*** Opening Records provided ***

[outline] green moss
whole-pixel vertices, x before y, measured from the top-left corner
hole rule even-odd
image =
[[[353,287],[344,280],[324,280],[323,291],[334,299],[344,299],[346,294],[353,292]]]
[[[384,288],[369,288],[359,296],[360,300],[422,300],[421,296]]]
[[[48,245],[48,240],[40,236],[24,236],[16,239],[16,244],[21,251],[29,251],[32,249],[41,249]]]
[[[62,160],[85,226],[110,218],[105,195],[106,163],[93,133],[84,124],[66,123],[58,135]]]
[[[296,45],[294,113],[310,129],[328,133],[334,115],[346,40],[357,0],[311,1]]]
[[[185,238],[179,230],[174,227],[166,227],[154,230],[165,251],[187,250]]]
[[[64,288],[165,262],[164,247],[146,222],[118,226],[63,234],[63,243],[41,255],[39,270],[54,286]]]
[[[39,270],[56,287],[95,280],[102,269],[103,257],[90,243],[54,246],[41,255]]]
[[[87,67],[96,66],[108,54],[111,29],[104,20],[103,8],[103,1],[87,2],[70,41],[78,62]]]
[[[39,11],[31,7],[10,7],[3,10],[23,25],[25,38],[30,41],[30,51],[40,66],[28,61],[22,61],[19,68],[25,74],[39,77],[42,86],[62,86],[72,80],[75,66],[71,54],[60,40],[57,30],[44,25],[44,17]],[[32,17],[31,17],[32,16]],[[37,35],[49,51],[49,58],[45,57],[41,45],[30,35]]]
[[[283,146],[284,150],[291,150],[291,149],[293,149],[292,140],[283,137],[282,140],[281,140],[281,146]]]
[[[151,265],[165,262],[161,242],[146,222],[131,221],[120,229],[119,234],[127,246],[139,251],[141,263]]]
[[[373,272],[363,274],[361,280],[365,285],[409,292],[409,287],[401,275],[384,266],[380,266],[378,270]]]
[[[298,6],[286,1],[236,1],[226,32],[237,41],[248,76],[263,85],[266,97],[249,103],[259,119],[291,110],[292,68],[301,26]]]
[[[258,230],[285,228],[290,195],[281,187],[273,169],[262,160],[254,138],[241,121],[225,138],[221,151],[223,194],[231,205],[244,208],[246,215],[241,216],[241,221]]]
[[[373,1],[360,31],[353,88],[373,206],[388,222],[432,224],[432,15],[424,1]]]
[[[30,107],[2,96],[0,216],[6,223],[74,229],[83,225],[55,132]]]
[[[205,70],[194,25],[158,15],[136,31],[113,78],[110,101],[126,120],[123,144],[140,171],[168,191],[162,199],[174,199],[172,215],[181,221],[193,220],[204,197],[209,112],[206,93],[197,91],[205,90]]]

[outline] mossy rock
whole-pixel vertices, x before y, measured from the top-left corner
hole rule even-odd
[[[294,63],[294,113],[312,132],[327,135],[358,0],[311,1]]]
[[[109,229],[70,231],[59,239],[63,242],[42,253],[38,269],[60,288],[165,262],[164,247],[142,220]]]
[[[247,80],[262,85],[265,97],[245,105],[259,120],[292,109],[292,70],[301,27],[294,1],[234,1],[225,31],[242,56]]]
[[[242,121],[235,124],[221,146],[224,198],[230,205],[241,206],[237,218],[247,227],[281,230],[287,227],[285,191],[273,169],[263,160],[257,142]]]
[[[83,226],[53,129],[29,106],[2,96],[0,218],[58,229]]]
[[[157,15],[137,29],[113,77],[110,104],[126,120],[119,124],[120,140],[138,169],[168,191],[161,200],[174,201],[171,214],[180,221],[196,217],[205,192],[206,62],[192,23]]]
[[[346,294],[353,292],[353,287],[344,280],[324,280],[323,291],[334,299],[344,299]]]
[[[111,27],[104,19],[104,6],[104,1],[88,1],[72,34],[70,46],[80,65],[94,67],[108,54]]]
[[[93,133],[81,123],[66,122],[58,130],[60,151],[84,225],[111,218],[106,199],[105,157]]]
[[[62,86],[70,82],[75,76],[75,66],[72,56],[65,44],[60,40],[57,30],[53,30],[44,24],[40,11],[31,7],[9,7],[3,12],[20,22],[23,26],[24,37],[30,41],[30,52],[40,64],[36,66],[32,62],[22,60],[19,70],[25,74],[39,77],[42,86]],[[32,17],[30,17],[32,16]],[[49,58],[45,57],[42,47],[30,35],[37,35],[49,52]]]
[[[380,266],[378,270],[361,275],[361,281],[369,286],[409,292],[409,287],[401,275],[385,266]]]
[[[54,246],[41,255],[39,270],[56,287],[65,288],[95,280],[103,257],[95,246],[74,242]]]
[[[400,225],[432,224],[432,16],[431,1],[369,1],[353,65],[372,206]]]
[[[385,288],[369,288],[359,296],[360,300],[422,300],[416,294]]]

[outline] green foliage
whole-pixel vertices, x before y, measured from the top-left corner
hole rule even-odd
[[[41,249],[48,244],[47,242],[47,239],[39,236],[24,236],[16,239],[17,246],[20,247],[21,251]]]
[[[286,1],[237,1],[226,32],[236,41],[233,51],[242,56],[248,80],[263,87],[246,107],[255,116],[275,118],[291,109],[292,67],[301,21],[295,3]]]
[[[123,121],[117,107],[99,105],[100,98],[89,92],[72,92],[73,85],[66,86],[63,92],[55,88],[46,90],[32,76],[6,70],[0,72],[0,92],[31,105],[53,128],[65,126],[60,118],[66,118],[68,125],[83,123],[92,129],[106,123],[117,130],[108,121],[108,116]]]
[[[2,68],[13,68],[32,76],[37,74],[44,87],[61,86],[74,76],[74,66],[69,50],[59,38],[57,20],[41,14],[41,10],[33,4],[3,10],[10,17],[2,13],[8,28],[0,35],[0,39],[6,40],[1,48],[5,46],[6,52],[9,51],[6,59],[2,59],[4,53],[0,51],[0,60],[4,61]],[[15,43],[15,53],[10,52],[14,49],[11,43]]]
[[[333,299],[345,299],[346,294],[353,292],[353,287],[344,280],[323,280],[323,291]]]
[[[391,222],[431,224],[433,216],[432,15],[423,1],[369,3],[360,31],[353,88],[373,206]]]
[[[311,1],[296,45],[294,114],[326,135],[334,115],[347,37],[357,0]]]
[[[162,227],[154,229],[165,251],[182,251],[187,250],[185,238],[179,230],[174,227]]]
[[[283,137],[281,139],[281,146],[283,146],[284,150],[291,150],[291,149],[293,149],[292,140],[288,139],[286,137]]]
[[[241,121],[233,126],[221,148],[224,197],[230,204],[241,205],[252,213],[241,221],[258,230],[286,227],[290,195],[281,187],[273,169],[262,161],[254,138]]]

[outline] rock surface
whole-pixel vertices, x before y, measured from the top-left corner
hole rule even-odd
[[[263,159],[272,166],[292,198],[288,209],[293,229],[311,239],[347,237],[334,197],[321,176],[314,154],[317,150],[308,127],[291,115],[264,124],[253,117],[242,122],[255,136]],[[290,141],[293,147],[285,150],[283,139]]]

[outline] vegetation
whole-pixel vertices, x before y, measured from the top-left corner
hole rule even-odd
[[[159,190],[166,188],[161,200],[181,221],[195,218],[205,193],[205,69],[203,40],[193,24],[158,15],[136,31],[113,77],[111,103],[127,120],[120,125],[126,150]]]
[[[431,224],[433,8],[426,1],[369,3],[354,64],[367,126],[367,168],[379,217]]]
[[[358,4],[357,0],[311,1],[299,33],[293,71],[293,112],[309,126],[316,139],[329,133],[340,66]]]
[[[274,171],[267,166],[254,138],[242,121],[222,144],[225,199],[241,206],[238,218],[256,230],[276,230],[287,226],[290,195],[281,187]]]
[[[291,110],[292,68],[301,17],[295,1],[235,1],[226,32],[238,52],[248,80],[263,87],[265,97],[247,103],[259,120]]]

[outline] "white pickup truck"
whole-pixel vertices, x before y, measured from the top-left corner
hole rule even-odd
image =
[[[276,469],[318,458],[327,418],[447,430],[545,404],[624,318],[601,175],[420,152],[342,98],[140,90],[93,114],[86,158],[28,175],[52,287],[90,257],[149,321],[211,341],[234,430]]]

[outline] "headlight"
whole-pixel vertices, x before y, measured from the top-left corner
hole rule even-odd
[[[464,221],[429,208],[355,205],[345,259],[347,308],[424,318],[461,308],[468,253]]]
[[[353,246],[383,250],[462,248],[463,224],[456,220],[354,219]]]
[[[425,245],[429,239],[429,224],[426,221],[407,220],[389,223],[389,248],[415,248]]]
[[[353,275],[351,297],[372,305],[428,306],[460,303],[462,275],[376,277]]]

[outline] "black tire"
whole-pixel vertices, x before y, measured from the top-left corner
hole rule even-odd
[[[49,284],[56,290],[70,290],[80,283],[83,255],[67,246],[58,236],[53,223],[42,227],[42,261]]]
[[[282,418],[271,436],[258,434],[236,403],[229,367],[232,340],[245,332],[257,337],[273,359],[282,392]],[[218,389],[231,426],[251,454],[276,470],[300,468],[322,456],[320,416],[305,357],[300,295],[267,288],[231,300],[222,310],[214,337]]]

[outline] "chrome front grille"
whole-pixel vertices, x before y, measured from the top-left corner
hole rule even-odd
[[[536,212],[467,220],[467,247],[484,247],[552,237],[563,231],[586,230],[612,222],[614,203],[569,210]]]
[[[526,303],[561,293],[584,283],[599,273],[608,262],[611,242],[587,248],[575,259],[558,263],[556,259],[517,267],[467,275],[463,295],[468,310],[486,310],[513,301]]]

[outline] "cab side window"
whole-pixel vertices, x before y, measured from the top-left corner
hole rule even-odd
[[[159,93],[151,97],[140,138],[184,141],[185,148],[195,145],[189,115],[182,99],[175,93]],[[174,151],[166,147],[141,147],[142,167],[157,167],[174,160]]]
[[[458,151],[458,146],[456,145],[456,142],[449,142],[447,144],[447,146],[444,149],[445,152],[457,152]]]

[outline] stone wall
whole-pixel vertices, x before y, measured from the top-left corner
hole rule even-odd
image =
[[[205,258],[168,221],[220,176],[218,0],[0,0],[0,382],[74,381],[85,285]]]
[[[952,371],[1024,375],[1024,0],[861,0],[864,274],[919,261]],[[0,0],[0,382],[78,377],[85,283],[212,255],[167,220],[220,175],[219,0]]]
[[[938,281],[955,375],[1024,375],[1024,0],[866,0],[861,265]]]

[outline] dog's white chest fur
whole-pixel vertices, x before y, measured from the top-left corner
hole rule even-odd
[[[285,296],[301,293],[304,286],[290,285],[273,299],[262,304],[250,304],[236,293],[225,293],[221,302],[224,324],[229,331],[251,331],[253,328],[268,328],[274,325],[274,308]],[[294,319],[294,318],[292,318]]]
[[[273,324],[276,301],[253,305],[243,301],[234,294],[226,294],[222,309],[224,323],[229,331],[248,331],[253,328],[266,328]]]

*** Closing Records provided ***

• _Task prompt_
Only lines with the word "outline" are wanted, so copy each one from the records.

• _Answer box_
[outline] green moss
[outline] mossy rock
[outline] green foliage
[outline] rock surface
[outline] vegetation
[outline] "white pickup truck"
[outline] "headlight"
[outline] "black tire"
[outline] "chrome front grille"
[outline] "cab side window"
[outline] stone wall
[outline] dog's white chest fur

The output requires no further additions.